Qu’est-ce que la transition phygitale ? Définition et enjeux pour les retailers
À l’heure du tout-numérique, un terme gagne en importance dans l’univers du commerce : la transition phygitale. Mais que se cache-t-il vraiment derrière ce mot-valise ? S’agit-il d’une simple évolution de la transformation digitale ou d’une révolution plus profonde pour les retailers ? Pour éclaircir ce sujet crucial, nous avons reçu Geoffroid Noël, consultant spécialisé chez Diamart Consulting et fin connaisseur des mutations du secteur. Fort de son expérience chez Sarenza et La Redoute, il nous livre sa vision de cet enjeu primordial.
La différence cruciale entre transformation digitale et phygitale
La première clarification à apporter concerne la distinction entre le digital et le phygital. Comme le souligne Geoffroid Noël, il ne faut surtout pas les confondre. « C’est là toute la difficulté, c’est que c’est à ne pas confondre avec la transition digitale. Parce que finalement la transition phygitale, c’est le monde du physique et du digital qui vont se réunir. »
Si la transition digitale a marqué le premier cycle de cette révolution, elle s’est souvent traduite par la création d’un nouveau canal de vente, l’e-commerce, fonctionnant en parallèle des magasins historiques. Geoffroid a pu le constater de près : « Les PNL par exemple e-commerce étaient complètement séparés des PNL magasins, les équipes avaient peu d’interaction et cetera. » La transition phygitale, quant à elle, représente une nouvelle ère. Elle vise à casser ces silos pour infuser le digital au cœur même du monde physique. Il s’agit de « comment apporter plus de digital dans le monde physique » et de transformer en profondeur le business model des retailers « Brick and Mortar » pour qu’ils intègrent des fonctionnalités digitales dans leurs magasins et leurs processus de vente.
Pourquoi le magasin physique doit intégrer plus de digital ?
Pour des enseignes comme Fnac, Carrefour ou Auchan, bien que déjà très avancées, les enjeux sont colossaux. La transition phygitale impacte toutes les dimensions de leur métier historique. Geoffroid Noël cite plusieurs exemples concrets :
- Les formats de magasins : On voit apparaître des formats plus petits, en centre-ville, qui s’appuient sur le digital pour étendre leur offre au-delà des murs.

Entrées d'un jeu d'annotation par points
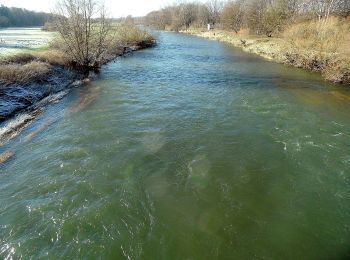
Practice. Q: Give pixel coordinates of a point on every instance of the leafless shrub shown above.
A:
(84, 29)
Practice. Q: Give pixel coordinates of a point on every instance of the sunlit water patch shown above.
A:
(16, 40)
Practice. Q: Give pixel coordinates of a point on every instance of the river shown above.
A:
(189, 150)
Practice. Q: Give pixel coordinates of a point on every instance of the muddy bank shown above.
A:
(15, 98)
(279, 50)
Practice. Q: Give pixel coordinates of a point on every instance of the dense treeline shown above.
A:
(17, 17)
(259, 16)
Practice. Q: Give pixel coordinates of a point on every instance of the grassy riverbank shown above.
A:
(28, 77)
(325, 50)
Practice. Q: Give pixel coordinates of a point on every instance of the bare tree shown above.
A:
(84, 29)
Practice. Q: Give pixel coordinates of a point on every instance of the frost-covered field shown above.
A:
(15, 40)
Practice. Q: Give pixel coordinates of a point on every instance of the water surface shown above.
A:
(190, 150)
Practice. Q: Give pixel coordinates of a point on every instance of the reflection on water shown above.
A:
(190, 150)
(85, 99)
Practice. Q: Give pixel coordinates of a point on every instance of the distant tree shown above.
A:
(215, 8)
(84, 29)
(232, 15)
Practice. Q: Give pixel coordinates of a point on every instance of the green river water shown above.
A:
(189, 150)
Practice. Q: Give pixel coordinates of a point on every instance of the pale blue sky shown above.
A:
(116, 8)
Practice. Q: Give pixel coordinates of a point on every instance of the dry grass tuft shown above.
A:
(321, 46)
(23, 74)
(18, 58)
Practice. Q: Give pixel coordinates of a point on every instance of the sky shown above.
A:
(116, 8)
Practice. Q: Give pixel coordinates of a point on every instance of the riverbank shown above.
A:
(26, 79)
(333, 66)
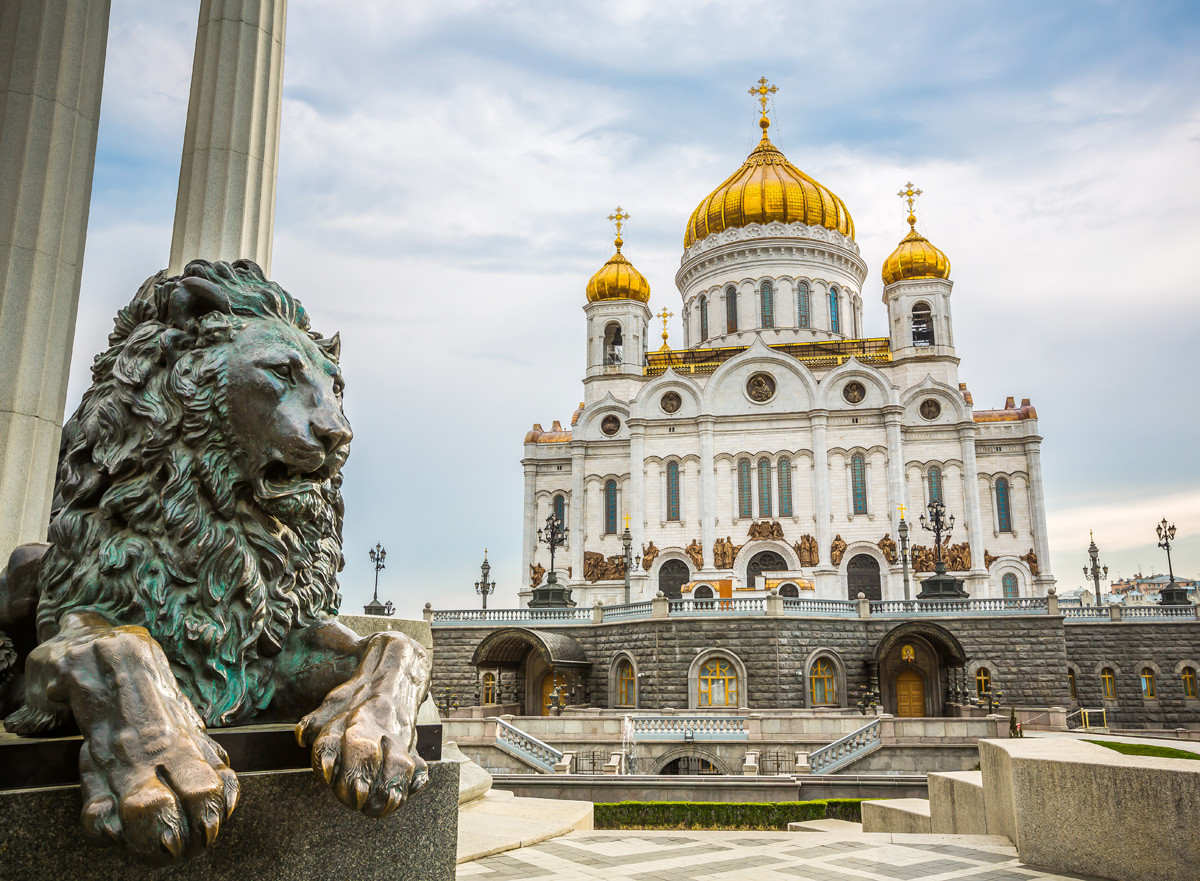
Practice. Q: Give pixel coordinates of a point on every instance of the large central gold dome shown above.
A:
(767, 189)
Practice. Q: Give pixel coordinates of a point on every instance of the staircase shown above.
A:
(849, 749)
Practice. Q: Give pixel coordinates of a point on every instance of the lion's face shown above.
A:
(285, 408)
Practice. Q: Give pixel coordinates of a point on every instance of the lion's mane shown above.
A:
(154, 523)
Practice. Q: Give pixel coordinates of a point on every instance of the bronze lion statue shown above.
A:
(190, 577)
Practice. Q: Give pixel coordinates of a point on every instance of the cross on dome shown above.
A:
(763, 90)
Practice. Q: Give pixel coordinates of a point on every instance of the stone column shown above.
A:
(579, 533)
(52, 69)
(707, 489)
(226, 204)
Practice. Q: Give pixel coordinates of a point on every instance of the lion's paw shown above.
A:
(163, 809)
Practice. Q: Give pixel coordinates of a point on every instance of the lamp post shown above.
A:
(552, 594)
(484, 587)
(378, 553)
(1173, 594)
(1095, 573)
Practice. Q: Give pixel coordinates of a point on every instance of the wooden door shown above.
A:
(910, 694)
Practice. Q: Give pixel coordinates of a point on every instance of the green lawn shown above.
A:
(1147, 749)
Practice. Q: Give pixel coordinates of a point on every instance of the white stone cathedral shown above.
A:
(777, 449)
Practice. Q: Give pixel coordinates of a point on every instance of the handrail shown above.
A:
(847, 749)
(525, 745)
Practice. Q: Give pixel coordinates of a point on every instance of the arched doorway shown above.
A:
(673, 574)
(910, 694)
(863, 576)
(763, 562)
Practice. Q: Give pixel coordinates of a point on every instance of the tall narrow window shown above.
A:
(922, 325)
(785, 487)
(935, 484)
(1109, 684)
(858, 481)
(610, 508)
(744, 508)
(1003, 508)
(672, 491)
(763, 487)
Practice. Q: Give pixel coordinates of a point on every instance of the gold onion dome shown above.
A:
(915, 256)
(768, 189)
(617, 279)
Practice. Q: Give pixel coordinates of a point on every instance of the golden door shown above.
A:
(910, 694)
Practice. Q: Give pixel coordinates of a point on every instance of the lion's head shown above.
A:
(199, 481)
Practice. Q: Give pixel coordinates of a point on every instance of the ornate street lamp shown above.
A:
(552, 594)
(940, 585)
(1095, 573)
(1173, 594)
(484, 587)
(375, 606)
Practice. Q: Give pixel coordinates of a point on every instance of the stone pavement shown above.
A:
(759, 856)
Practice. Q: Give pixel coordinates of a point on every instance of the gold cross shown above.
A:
(664, 315)
(910, 195)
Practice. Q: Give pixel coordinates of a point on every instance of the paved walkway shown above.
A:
(759, 856)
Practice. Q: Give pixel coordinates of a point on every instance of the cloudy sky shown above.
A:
(447, 169)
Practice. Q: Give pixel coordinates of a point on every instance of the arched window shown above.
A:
(785, 487)
(744, 508)
(822, 684)
(1147, 683)
(983, 682)
(922, 325)
(858, 481)
(610, 508)
(1003, 508)
(627, 684)
(935, 484)
(763, 487)
(672, 491)
(1189, 683)
(718, 683)
(767, 299)
(1109, 684)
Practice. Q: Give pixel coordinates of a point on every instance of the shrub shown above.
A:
(721, 815)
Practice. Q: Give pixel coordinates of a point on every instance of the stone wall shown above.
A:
(1127, 647)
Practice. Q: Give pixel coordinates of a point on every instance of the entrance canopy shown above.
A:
(510, 646)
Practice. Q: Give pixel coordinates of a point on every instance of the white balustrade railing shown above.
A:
(523, 745)
(853, 745)
(689, 727)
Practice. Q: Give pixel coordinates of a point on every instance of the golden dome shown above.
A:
(767, 189)
(617, 280)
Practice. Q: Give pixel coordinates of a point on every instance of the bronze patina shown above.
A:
(191, 573)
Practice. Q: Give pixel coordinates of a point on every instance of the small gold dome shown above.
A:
(617, 280)
(916, 258)
(767, 189)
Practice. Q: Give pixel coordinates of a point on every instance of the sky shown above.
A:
(447, 169)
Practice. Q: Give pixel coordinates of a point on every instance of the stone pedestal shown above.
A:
(52, 67)
(226, 204)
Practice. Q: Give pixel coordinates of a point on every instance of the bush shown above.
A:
(723, 815)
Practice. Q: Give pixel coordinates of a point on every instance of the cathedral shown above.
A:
(779, 448)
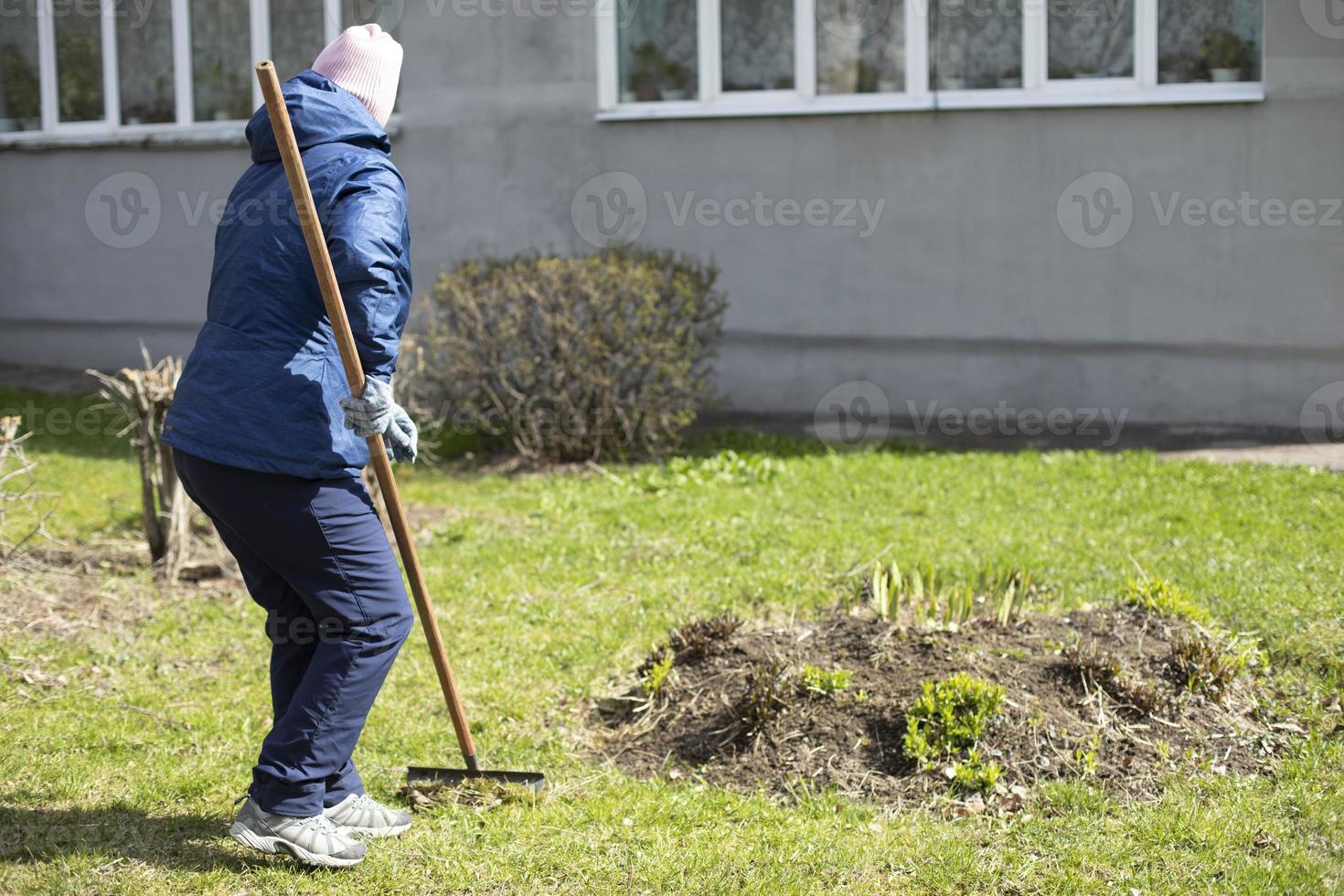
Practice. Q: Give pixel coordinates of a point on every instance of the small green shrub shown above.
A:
(1210, 663)
(951, 715)
(824, 681)
(569, 359)
(975, 775)
(725, 468)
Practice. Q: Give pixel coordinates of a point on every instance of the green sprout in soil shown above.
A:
(921, 598)
(824, 681)
(1210, 664)
(975, 775)
(768, 696)
(1086, 758)
(1105, 670)
(951, 715)
(699, 635)
(656, 677)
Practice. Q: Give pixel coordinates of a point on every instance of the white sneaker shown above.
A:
(360, 815)
(314, 840)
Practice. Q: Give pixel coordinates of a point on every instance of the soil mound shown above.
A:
(1120, 695)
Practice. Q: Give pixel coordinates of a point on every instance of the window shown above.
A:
(103, 66)
(669, 58)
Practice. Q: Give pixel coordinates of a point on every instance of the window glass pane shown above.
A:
(757, 45)
(860, 46)
(144, 60)
(1090, 39)
(20, 94)
(656, 50)
(975, 46)
(220, 59)
(78, 60)
(1209, 40)
(297, 35)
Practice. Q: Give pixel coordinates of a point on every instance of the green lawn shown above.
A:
(122, 776)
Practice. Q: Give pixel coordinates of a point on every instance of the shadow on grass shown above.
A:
(185, 842)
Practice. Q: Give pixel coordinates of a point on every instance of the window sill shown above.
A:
(1050, 97)
(91, 136)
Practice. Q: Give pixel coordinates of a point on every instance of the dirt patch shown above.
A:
(60, 592)
(1098, 693)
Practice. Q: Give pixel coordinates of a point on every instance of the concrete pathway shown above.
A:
(1329, 457)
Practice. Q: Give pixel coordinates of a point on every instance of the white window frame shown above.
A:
(112, 128)
(1038, 91)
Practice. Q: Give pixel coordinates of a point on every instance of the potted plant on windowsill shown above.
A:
(677, 78)
(1227, 55)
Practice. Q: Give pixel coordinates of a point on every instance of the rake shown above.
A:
(377, 452)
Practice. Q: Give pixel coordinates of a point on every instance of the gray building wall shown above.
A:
(968, 292)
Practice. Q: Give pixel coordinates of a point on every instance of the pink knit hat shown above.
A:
(368, 62)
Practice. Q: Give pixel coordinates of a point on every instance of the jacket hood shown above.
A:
(320, 112)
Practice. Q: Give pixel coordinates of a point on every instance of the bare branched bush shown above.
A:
(143, 398)
(17, 493)
(568, 357)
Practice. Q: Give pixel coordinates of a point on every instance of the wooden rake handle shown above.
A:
(355, 374)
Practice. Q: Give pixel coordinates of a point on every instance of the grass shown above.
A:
(122, 776)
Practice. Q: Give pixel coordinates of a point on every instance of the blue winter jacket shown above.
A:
(261, 387)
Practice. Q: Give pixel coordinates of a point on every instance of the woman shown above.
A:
(271, 445)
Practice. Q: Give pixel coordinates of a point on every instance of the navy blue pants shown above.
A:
(315, 555)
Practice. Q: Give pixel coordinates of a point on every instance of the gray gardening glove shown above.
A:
(400, 435)
(378, 414)
(371, 414)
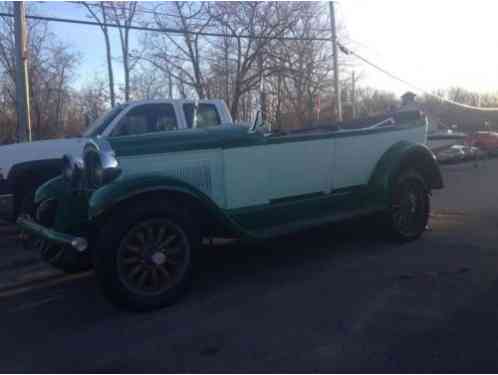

*Objectif A:* Pouvez-vous recopier le passage de l'article sur la transition phygitale qui va de « Si la transition » jusqu'à « processus de vente. » ?
*Objectif B:* Poursuivez l'article sur la transition phygitale à partir de sa dernière phrase.

*Résultat de l'exercice A:*
Si la transition digitale a marqué le premier cycle de cette révolution, elle s’est souvent traduite par la création d’un nouveau canal de vente, l’e-commerce, fonctionnant en parallèle des magasins historiques. Geoffroid a pu le constater de près : « Les PNL par exemple e-commerce étaient complètement séparés des PNL magasins, les équipes avaient peu d’interaction et cetera. » La transition phygitale, quant à elle, représente une nouvelle ère. Elle vise à casser ces silos pour infuser le digital au cœur même du monde physique. Il s’agit de « comment apporter plus de digital dans le monde physique » et de transformer en profondeur le business model des retailers « Brick and Mortar » pour qu’ils intègrent des fonctionnalités digitales dans leurs magasins et leurs processus de vente.

*Résultat de l'exercice B:*
- L’assortiment : L’analyse des données de vente e-commerce dans une zone de chalandise permet d’optimiser le merchandising en magasin.
- La politique de prix : Il devient vital d’avoir une stratégie de prix omnicanale pour rester compétitif face à des clients qui comparent en temps réel sur leur mobile.
- L’organisation des équipes : Le magasin se transforme en un mini-hub logistique avec le développement du « ship-from-store », où les équipes en magasin préparent et envoient les colis des commandes en ligne.
Comme le prédisait Jack Ma, le fondateur d’Alibaba, « les magasins sont vraiment des entrepôts qui permettent finalement d’aller expédier des commandes. » Le point de vente physique n’est plus seulement un lieu de transaction, mais un maillon essentiel d’une chaîne de valeur entièrement repensée.
Les retailers traditionnels ont-ils raté le train du phygital ?
Face à ces mutations, on peut se demander pourquoi de nombreuses enseignes semblent encore à la peine. Selon Geoffroid Noël, ce « retard » n’est pas une fatalité mais la conséquence logique de plusieurs facteurs historiques et économiques.
L’héritage des systèmes d’information et des P&L en silos
La plupart de ces enseignes existaient bien avant l’avènement d’Internet. « Ils avaient des magasins avant tout, ils avaient des systèmes d’information qui ont bien sûr évolué au fur et à mesure. » Cette ancienneté est un frein. Contrairement à un pure player comme Alibaba qui a construit son système d’information sur une base digitale avant d’ouvrir des magasins, les retailers traditionnels doivent composer avec un héritage technique complexe et vieillissant, peu adapté à une vision omnicanale. Transformer un parc de plus de 200 magasins avec des systèmes hétérogènes représente un coût et une complexité immenses.
Le défi de la rentabilité : un frein majeur à l’investissement
L’autre frein majeur est économique. La migration du chiffre d’affaires vers le digital s’est souvent faite au détriment de la rentabilité. « Pour moi le digital, c’est vraiment la façon de transformer du chiffre d’affaires qui était auparavant finalement rentable en magasin sur un chiffre d’affaires moins rentable sur le digital », explique Geoffroid. Cette réalité a rendu les retailers frileux à l’idée d’investir massivement dans un canal moins profitable, avec un retour sur investissement (ROI) plus faible que celui du magasin physique. « Je comprends que les retailers aient eu du mal à prendre un virage très fort sur un modèle omnicanal… parce que il y avait quand même des freins d’investissement qui étaient très très élevés avec un ROI qui était pour le coup un peu moins fort. »
Comment réussir sa transition phygitale : une méthode pour prioriser
Face à l’ampleur des chantiers, la question de la priorisation devient centrale. On ne peut pas tout faire en même temps. En s’appuyant sur une étude menée par Diamart auprès de 150 retailers mondiaux, Geoffroid Noël propose une approche structurée.
Les 3 piliers de la transformation : marketing, expérience magasin et nouveaux business
L’étude a permis de regrouper les 13 grands enjeux du phygital en trois thématiques principales :
- Le marketing digital : Promouvoir la marque, générer du trafic en magasin et développer une connaissance client omnicanal pour une relation personnalisée.
- L’expérience en magasin : Assurer un parcours client fluide et sans irritant (paiement, information produit enrichie, avis clients accessibles en rayon…).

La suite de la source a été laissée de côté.